→ PROBLEM STATEMENT
Which lines run from the one containing "Each instance receives one keypoint. Put a point on the green" to the end of the entries? Copy them exactly, both ends included, and give nothing else.

· · · ·

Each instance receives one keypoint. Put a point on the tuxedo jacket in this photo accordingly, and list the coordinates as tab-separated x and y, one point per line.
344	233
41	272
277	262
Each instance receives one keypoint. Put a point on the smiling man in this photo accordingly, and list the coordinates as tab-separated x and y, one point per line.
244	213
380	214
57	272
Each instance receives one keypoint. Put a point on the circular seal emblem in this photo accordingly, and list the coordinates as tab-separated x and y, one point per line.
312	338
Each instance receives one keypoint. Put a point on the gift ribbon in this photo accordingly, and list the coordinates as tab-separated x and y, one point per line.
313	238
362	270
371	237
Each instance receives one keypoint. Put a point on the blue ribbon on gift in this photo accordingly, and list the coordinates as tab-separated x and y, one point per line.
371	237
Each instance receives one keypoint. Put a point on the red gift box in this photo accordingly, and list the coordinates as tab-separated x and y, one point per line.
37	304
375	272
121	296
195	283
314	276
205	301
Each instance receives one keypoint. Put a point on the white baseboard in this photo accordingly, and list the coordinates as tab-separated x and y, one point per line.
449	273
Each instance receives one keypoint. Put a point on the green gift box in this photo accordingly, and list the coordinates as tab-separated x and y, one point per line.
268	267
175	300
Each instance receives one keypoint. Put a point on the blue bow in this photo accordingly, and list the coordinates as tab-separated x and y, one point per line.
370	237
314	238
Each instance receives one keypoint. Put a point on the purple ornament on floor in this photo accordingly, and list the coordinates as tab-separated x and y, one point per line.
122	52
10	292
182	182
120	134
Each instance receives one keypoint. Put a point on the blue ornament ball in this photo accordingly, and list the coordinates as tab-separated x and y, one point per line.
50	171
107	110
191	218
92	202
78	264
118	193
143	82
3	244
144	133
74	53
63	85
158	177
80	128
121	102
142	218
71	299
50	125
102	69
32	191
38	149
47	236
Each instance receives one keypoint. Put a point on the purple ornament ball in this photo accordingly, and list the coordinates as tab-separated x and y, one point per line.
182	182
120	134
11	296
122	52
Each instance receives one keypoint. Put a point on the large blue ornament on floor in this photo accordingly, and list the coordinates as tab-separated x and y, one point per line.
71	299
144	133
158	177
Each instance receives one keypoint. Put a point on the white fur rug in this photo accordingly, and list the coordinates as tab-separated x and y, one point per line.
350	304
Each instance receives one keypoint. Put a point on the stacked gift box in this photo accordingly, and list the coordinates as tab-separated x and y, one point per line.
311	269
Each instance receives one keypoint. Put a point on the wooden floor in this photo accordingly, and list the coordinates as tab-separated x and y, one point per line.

· · · ·

→ RESPONSE FOR THIS EXERCISE
Each instance receives one keypoint. Put a point on the green gift box in this photo accordingly, and list the coordinates as tab-separated x and y, one point per line.
268	267
175	300
Each instance receives one keypoint. Put a point on the blue bow in this photo accordingly, and list the coordinates as tab-separated x and y, one point per line.
370	237
314	238
Each instance receives one keypoint. Put a point on the purple ornament on floor in this photo accordingly, and list the coordinates as tab-separated x and y, one point per line.
122	52
10	292
182	182
120	134
Each instance receives one keypoint. Put a point on the blue ornament ball in this photo accordingly, and list the coordinates as tab-separated x and y, one point per line.
50	171
107	110
191	218
92	202
78	264
118	193
143	82
3	244
144	133
74	53
63	85
158	177
80	128
121	102
142	218
71	299
50	125
102	69
32	191
38	149
47	236
Each instance receives one keypoint. Put a point on the purple ornament ball in this photo accordingly, and list the coordinates as tab-separated x and y, one point per line.
182	182
120	134
11	296
122	52
Each instance receives one keypoint. Put a point on the large blue ornament on floor in this photo accordingly, and list the coordinates as tab-separated x and y, one point per line.
71	299
144	133
158	177
Each instance receives one keypoint. Put a point on the white fur rug in this photo accordingly, and list the coordinates as tab-separated x and y, one point per line.
350	304
Each instance receives one keypoint. Put a point on the stacked gift box in this photo accordingly, and list the coordinates as tab-separated x and y, one point per line.
311	269
Each instance receives one keypoint. Put a point on the wooden floor in this photo accordingly, and list the coordinates as tab-separated x and y, one point per line.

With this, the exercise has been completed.